* [PROVIDED RECORDS]:

§

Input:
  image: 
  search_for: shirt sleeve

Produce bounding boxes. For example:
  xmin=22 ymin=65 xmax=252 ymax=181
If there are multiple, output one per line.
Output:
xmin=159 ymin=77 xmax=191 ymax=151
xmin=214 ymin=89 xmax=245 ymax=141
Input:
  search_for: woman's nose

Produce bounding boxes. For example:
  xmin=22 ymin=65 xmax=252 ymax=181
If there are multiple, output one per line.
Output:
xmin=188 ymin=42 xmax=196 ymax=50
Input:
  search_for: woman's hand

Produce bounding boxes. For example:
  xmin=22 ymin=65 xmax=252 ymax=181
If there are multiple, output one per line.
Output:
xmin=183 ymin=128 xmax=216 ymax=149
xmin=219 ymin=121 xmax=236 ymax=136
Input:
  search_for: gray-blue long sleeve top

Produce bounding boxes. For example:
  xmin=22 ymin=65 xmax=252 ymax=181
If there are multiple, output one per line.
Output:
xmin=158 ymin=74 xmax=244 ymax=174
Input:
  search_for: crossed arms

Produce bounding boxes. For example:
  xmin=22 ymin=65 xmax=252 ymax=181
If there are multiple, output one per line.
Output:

§

* [INSTRUCTIONS FOR THE TASK]: Put every line of the data above into a JSON list of strings, one string per line, and leave out the blank lines.

* [RESPONSE]:
[
  "Input:",
  "  image: ",
  "  search_for: shirt sleeve",
  "Produce bounding boxes. For example:",
  "  xmin=22 ymin=65 xmax=252 ymax=181",
  "If there are multiple, output one per line.",
  "Output:",
  "xmin=159 ymin=77 xmax=191 ymax=151",
  "xmin=214 ymin=89 xmax=245 ymax=141",
  "Input:",
  "  search_for: woman's nose",
  "Produce bounding boxes. For example:",
  "  xmin=22 ymin=65 xmax=252 ymax=181",
  "If there are multiple, output one per line.",
  "Output:",
  "xmin=188 ymin=42 xmax=196 ymax=50",
  "Input:",
  "  search_for: woman's hand",
  "Produce bounding boxes. For example:",
  "  xmin=22 ymin=65 xmax=252 ymax=181",
  "If there are multiple, output one per line.",
  "Output:",
  "xmin=183 ymin=128 xmax=216 ymax=149",
  "xmin=219 ymin=121 xmax=236 ymax=136",
  "Input:",
  "  search_for: gray-blue long sleeve top",
  "Produce bounding boxes. For example:",
  "  xmin=22 ymin=65 xmax=252 ymax=181",
  "If there are multiple, output one per line.",
  "Output:",
  "xmin=158 ymin=74 xmax=244 ymax=174",
  "Input:",
  "  search_for: crossed arms",
  "Produce bounding boxes. For example:",
  "  xmin=22 ymin=65 xmax=252 ymax=181",
  "If there are multiple, output one per line.",
  "Output:"
]